Use isAssignableFrom(Class<?>) and isAssignableFrom(ReflectClass<?>) to check type compatibility at compile time.

ReflectMethod

Object invoke(Object obj, Object... args)       // emit an instance/static method call
Object construct(Object... args)                // emit a constructor call

Both methods are called inside an emitter lambda. Their arguments are either Value<?> handles (unwrapped by the framework) or plain objects (treated as compile-time constants). The return value is a Value<T> when returned from an emitter lambda.

// Call an instance method
exit(() -> method.invoke(obj.get(), a.get(), b.get()));

// Invoke a constructor
exit(() -> ctor.construct(a.get(), b.get()));

Look up constructors by the special name "<init>":

ReflectMethod ctor = type.getMethod("<init>", stringClass, intClass);

getMethods() / getDeclaredMethods() return all methods visible/declared on the class. getMethod() searches the entire hierarchy; getDeclaredMethod() looks only in the current class. The J variants (getDeclaredJMethod, getJMethod) accept Class<?> instead of ReflectClass<?> for convenience.

ReflectField

Object get(Object target)              // emit a field read
void   set(Object target, Object value) // emit a field write

Again, called inside emitter lambdas:

exit(() -> field.get(obj.get()));       // emit: return obj.fieldName;
emit(() -> field.set(obj.get(), val));  // emit: obj.fieldName = val;

Annotations

All reflection types implement ReflectAnnotatedElement:

<T extends Annotation> T getAnnotation(Class<T> type)

Annotation instances returned at compile time are real Java annotation proxy objects that you can read normally:

TestAnnotation ann = method.getAnnotation(TestAnnotation.class);
if (ann != null) {
    String value = ann.a();  // read annotation attribute at compile time
}

Diagnostics

static Diagnostics getDiagnostics()

interface Diagnostics {
    void error(SourceLocation location, String message, Object... params)

◆ **Extracted material**
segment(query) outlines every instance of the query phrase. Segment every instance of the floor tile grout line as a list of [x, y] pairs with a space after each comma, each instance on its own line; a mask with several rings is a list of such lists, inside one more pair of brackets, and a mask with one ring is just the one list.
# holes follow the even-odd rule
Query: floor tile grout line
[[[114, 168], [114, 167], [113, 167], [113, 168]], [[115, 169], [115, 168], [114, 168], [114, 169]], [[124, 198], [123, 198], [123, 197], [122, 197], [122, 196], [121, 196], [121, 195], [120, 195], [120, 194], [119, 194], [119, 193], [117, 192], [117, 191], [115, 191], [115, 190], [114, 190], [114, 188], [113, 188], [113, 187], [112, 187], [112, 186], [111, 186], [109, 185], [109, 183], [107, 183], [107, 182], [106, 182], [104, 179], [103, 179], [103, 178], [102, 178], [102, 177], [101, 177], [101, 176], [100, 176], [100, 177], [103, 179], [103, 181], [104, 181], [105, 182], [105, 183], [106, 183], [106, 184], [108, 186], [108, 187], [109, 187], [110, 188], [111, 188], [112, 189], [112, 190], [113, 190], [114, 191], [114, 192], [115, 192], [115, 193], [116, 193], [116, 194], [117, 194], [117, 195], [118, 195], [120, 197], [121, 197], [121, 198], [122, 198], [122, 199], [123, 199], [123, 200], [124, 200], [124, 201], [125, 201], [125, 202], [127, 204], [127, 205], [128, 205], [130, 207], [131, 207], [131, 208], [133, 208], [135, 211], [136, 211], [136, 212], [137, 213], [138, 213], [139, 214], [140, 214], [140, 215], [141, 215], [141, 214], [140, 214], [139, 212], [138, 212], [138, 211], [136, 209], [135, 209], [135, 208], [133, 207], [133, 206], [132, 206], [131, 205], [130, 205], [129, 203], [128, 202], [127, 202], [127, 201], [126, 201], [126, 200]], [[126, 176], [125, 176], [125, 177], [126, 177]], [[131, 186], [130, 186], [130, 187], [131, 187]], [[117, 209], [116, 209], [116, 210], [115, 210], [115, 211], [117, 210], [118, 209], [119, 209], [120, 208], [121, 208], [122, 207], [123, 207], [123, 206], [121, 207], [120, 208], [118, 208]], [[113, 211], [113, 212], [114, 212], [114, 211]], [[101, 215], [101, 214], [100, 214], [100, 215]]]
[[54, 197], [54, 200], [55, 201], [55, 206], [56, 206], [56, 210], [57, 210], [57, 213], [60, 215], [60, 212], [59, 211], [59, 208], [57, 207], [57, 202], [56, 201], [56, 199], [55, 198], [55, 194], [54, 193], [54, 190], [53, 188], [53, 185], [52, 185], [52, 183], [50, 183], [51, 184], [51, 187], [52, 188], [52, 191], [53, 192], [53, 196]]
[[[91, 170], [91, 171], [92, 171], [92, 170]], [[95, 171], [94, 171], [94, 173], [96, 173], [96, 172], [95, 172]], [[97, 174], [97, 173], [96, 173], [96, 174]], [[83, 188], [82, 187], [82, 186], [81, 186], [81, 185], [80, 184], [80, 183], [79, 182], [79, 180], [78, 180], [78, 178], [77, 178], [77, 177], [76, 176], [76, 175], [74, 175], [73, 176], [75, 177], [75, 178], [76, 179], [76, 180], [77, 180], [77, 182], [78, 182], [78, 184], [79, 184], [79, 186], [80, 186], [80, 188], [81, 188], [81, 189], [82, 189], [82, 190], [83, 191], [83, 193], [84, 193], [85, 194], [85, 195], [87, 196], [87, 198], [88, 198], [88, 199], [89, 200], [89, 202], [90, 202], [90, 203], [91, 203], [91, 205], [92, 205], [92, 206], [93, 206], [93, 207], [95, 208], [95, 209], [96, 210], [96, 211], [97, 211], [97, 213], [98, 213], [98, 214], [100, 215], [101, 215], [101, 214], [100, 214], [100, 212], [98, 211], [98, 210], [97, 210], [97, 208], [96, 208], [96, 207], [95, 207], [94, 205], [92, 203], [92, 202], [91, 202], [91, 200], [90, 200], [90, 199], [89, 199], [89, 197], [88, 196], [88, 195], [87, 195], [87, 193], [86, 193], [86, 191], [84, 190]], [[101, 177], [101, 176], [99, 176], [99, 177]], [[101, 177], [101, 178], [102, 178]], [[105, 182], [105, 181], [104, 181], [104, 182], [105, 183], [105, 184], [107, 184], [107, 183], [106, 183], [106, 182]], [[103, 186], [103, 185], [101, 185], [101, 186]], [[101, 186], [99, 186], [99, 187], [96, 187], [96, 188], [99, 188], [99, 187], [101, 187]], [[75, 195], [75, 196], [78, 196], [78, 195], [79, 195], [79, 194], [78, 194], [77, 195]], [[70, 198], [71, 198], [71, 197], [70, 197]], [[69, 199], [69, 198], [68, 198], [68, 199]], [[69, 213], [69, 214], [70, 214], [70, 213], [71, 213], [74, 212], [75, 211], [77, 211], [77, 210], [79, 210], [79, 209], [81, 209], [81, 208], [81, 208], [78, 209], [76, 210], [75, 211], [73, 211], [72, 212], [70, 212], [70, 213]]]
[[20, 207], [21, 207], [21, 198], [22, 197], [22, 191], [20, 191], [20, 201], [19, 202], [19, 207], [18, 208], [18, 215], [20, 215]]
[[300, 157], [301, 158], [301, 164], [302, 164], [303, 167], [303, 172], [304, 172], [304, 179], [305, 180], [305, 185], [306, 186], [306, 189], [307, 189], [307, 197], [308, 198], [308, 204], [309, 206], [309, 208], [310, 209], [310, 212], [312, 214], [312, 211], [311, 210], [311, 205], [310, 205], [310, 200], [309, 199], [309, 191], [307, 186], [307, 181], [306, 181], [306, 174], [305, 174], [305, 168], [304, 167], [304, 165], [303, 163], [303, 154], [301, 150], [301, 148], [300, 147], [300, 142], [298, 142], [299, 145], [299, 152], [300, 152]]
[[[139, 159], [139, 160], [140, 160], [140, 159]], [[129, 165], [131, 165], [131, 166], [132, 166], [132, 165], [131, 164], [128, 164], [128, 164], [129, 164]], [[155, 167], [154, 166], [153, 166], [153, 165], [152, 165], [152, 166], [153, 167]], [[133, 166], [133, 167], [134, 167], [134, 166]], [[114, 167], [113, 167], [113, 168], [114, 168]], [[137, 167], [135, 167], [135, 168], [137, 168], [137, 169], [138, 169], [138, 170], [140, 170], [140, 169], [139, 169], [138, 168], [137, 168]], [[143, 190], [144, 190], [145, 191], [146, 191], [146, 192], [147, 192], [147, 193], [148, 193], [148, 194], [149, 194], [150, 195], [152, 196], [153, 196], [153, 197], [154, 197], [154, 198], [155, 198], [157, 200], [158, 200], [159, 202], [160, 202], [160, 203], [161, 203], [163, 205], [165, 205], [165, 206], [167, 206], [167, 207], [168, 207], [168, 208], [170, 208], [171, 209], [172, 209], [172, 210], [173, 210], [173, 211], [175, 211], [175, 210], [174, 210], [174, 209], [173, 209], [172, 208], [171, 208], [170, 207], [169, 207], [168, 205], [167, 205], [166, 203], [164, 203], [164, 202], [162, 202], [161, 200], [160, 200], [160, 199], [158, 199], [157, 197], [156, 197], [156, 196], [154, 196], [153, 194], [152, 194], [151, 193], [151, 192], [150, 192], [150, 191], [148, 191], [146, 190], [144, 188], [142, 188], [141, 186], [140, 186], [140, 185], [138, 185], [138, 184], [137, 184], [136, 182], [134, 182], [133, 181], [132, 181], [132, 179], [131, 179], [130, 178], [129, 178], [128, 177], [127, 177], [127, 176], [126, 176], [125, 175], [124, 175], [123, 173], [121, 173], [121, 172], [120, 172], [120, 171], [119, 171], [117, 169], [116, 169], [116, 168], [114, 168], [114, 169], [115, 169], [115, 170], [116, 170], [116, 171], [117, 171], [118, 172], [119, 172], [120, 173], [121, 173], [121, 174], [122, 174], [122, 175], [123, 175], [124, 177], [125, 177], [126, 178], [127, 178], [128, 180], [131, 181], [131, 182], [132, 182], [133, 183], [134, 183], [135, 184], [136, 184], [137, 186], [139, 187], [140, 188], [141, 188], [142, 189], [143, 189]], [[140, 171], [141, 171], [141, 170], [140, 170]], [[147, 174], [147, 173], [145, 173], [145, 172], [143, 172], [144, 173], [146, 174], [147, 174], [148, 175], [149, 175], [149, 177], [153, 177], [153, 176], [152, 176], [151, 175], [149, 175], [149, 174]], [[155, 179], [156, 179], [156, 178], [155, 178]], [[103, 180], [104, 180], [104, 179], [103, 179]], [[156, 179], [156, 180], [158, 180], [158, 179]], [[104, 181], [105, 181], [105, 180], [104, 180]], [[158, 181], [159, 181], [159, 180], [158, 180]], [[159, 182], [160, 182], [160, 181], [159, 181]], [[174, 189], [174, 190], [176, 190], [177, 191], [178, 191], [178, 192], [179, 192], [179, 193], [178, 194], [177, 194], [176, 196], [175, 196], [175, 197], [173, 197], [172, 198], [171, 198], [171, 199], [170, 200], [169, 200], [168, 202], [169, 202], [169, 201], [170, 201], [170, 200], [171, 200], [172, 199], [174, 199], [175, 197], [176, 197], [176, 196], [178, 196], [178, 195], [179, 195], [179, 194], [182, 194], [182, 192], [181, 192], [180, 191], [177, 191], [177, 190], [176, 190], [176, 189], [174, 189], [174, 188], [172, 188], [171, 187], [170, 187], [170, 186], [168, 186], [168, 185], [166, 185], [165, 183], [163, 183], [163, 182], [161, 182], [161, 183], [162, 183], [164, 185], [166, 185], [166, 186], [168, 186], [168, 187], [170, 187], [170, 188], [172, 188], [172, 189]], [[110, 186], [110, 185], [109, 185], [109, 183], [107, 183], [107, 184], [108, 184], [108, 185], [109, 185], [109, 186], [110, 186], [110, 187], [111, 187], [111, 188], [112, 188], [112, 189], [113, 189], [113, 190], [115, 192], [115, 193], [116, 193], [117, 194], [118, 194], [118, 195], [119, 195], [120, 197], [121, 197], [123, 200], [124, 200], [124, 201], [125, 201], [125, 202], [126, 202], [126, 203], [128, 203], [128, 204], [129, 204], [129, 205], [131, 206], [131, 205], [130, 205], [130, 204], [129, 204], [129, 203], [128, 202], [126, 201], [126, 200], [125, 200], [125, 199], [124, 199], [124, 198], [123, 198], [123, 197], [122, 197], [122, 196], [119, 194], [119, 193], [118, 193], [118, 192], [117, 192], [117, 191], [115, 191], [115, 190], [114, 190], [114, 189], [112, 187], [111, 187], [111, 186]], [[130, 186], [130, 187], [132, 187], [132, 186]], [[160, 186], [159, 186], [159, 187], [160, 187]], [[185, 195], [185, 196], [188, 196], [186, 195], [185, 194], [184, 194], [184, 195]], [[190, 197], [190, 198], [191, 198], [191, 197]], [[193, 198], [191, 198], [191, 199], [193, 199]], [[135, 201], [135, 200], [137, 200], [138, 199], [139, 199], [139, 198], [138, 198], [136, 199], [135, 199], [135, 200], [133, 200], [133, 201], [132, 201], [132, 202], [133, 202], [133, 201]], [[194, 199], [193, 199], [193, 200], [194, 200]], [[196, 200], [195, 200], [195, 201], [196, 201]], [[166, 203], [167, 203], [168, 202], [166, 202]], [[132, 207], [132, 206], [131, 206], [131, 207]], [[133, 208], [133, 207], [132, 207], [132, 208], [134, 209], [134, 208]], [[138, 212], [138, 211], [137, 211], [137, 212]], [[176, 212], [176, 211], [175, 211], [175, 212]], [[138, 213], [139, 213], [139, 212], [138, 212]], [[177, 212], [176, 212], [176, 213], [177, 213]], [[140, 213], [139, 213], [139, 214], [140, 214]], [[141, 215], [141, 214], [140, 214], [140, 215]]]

◆ **Activity 1**
In the reflection API excerpt, what special name is used to look up constructors?
◆ **Activity 2**
Summarize the reflection API excerpt in two sentences.
◆ **Activity 3**
For each statement, answer yes or no according to the reflection API excerpt, and quote the words that decide it.
(a) getDeclaredMethod() searches the entire class hierarchy.
(b) The J variants accept Class<?> instead of ReflectClass<?>.
(c) Plain objects passed as arguments to invoke or construct are treated as compile-time constants.
The listing comes from a different source than the reflection API excerpt.

◆ **Expected answer 1**
"<init>"

◆ **Expected answer 2**
ReflectMethod provides invoke and construct to emit method and constructor calls inside emitter lambdas, with constructors looked up by the name "<init>", while ReflectField provides get and set to emit field reads and writes. All reflection types implement ReflectAnnotatedElement, and annotation instances returned at compile time are real Java annotation proxy objects that can be read normally.

◆ **Expected answer 3**
(a) No: "getDeclaredMethod() looks only in the current class."
(b) Yes: "The J variants (getDeclaredJMethod, getJMethod) accept Class<?> instead of ReflectClass<?> for convenience."
(c) Yes: "plain objects (treated as compile-time constants)"